Cette sirène qui date de la dernière Guerre et qui servait à avertir les populations de l’approche des bombardiers, exprime le sentiment amoureux, et de manière plus personnelle, mes propres relations amoureuses. Elle fait référence à la mythologie, au chant des sirènes que l’on ne veut pas entendre et que l’on aimerait même étouffer tant il est insupportable. Avec la perte de mes parents, le rapport amoureux est devenu extrêmement difficile car il est lié au manque et à ce sentiment très fort d’abandon dont on redoute le fait qu’il puisse se répéter à nouveau. Les couvertures étalées sur le sol qui accompagnent le dispositif renvoient aussi à une pratique carcérale où il était d’usage de couvrir le sol menant le condamné de sa cellule à la guillotine afin d’étouffer ses pas pour éviter aux autres détenus de les entendre. À partir de ce fait social et historique, qui nous parle à nous tous, je mets sur le même plan la relation amoureuse.

La question de la temporalité est importante aussi dans cette gestion de la contrainte ?

Elle a marqué de manière très forte une de mes premières pièces que j’ai pensée à Albi lors d’une résidence au Centre d’art qui à cette époque était situé à proximité du Tarn. Une pièce en rapport avec l’eau, immergée et pourvue d’un ballon d’air que les visiteurs pouvaient gonfler avec juste des petits souffles d’air pour la faire remonter à la surface. Un souffle léger et permanent, qui rappelle celui que j’ai exploré quand j’étais en soins palliatifs. Ce travail encore non finalisé entre en résonance avec cette question de la survie à laquelle je donne un ton plutôt joyeux, un peu moqueur aussi. Avec les détenus, on s’amuse à produire des pièces en partie fausses, je les incite à surjouer leur rôle, à en rajouter, à faire des vidéos qui n’expriment pas leur quotidien sachant qu’à l’extérieur elles vont paraître on ne peut plus crédibles. Quand on crée du faux, on exprime quelque chose de vrai. Il ne faut pas oublier que dans mes productions, il y a une part de fantasme.

Et de mirage, comme dans tes projections photographiques dans un HLM ?

Cette pièce que j’ai réalisée avec le centre d’art d’Albi Le Lait est un peu à part dans mon travail. Elle a donné lieu à une petite édition (La Tuilerie, 2011) composée de quinze diapositives de photographies des pièces du dernier étage d’une barre d’immeuble vouée à la destruction qui ont servi de chambre noire. Je voulais que les images proviennent de la barre elle-même aussi je les ai réalisées selon le principe du sténopé. Des photographies de ces pièces inversées qui ne sont pas sans rappeler, pour moi qui ai toujours été intéressé par le contexte de la banlieue, ces paroles d’une chanson de NTM « Pas de solution donnée, mon plafond reste ton plancher ».

= = = = = = =

• _Objectif de la tâche_: D'après l'extrait, expliquez en une à trois phrases pourquoi on couvrait de couvertures le sol entre la cellule du condamné et la guillotine. La liste ci-après forme un matériau indépendant de l'extrait.

= = = = = = =

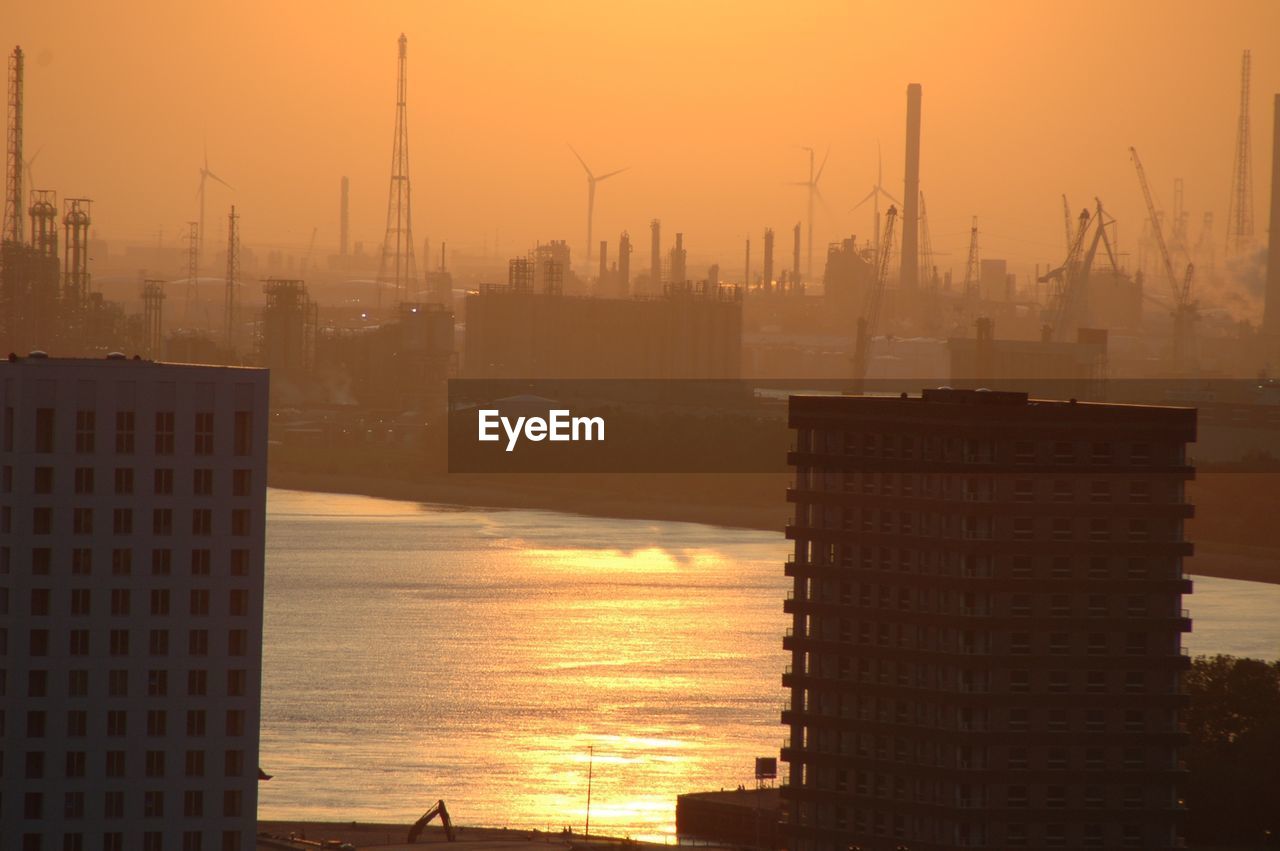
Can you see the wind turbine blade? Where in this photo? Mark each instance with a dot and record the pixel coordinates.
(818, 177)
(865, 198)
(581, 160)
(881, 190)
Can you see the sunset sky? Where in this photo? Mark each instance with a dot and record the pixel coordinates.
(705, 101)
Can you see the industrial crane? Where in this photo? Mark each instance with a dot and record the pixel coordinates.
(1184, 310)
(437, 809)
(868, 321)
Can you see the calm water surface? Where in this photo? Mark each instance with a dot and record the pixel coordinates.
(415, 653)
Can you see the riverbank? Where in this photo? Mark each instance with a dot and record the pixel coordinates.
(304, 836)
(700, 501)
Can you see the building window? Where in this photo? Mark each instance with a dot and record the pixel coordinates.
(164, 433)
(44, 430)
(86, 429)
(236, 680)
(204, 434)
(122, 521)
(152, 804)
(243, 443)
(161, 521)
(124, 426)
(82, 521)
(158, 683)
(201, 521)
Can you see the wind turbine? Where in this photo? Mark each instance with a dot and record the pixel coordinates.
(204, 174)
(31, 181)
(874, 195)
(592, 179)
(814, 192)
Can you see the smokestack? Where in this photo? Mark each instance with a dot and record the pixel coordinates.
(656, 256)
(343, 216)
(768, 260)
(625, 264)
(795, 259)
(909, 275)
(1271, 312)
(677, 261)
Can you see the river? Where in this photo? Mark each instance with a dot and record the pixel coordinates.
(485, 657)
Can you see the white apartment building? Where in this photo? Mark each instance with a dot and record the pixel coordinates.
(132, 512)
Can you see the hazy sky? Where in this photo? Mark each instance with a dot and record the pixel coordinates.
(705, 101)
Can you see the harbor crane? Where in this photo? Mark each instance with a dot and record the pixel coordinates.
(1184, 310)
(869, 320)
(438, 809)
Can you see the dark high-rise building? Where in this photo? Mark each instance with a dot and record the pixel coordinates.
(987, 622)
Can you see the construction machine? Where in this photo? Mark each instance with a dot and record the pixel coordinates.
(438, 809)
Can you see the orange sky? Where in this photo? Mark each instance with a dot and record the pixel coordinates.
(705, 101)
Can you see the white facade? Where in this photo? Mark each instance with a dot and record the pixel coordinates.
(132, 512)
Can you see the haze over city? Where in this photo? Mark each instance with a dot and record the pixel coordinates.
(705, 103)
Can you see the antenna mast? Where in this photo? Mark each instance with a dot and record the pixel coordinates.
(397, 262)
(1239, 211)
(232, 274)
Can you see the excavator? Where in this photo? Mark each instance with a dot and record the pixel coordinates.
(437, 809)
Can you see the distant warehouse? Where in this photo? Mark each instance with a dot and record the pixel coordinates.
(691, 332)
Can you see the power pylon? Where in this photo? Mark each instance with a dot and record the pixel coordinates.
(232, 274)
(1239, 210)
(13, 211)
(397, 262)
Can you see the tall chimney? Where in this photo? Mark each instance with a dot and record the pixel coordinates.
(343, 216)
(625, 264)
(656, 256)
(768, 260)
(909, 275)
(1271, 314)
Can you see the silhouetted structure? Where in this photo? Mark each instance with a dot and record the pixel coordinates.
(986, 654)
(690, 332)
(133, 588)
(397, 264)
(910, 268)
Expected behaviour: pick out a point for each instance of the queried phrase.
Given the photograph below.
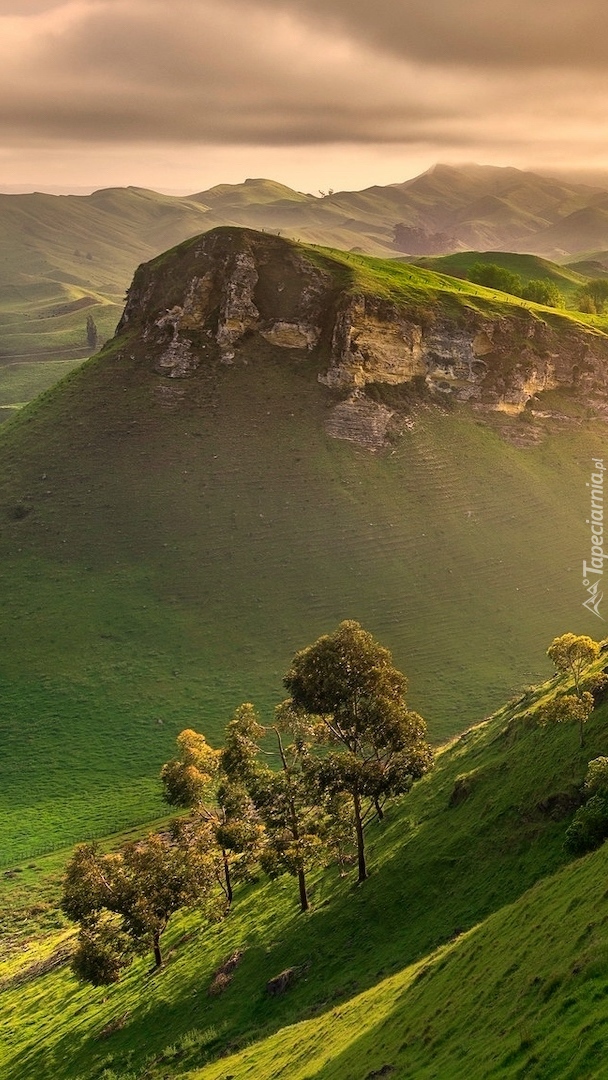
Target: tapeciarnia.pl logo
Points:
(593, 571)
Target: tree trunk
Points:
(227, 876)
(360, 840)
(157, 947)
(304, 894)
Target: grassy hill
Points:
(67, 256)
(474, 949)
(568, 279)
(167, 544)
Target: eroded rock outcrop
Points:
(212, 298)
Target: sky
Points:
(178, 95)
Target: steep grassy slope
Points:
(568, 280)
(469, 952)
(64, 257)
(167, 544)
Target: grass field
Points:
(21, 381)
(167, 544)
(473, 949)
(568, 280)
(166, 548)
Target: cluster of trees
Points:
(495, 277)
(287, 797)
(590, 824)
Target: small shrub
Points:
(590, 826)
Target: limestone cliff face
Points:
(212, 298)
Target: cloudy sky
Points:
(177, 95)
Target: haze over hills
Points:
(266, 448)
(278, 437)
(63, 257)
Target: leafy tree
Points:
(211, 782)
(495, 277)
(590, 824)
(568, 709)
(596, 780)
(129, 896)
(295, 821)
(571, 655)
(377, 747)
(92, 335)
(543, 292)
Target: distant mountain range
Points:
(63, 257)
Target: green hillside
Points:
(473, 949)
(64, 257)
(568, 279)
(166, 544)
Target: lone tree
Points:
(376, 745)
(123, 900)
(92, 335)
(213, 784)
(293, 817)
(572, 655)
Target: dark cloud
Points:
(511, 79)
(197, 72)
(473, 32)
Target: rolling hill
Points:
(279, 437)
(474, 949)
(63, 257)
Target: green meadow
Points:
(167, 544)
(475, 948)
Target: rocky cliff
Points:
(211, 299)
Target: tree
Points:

= = = = = = =

• _Solution détaillée_: Dans cette pratique carcérale, on étalait des couvertures sur le sol menant le condamné de sa cellule à la guillotine afin d'étouffer ses pas. Le but était d'éviter aux autres détenus de les entendre.